■ YOUR OBJECTIVE
Every record that follows must be duplicated exactly, with images left out.

■ DATASET CONTENT
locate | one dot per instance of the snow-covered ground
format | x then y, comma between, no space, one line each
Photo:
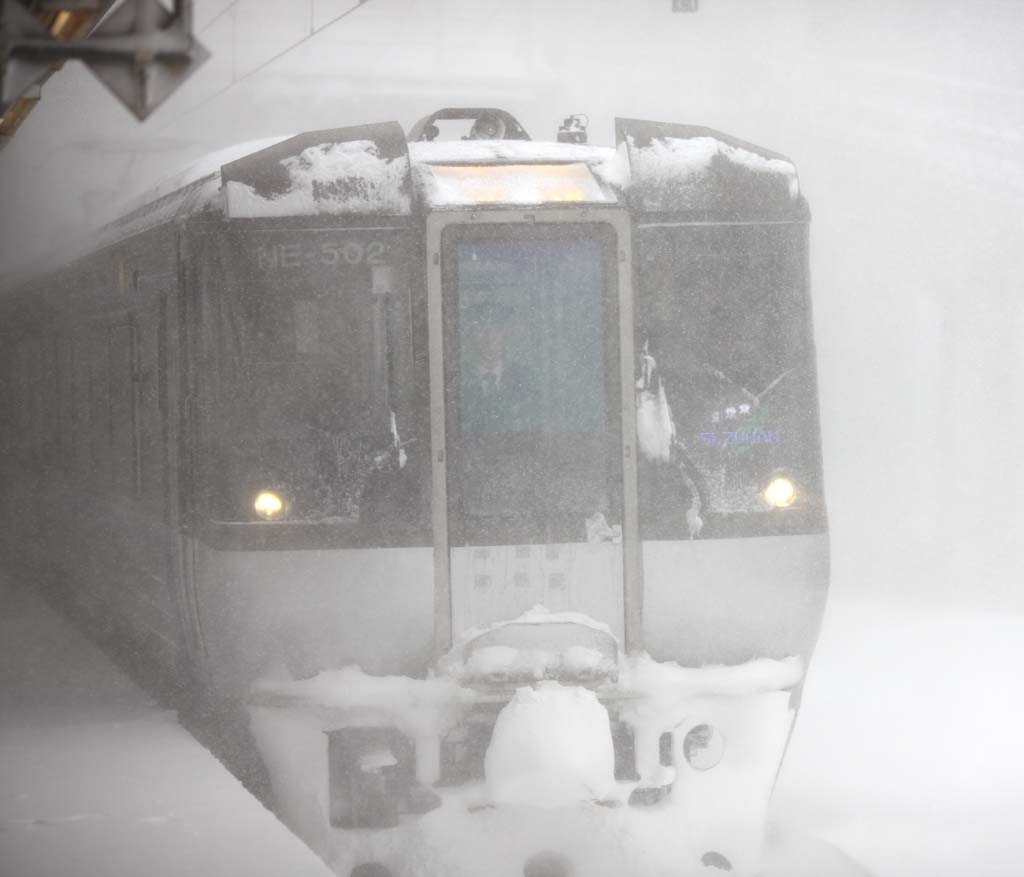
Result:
907,751
97,781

■ SOLUTION TO THIS TASK
locate | one dot per instance of the snow-covered ground
format | x then y, comma between, no space, one line each
Photo:
Result:
907,751
97,781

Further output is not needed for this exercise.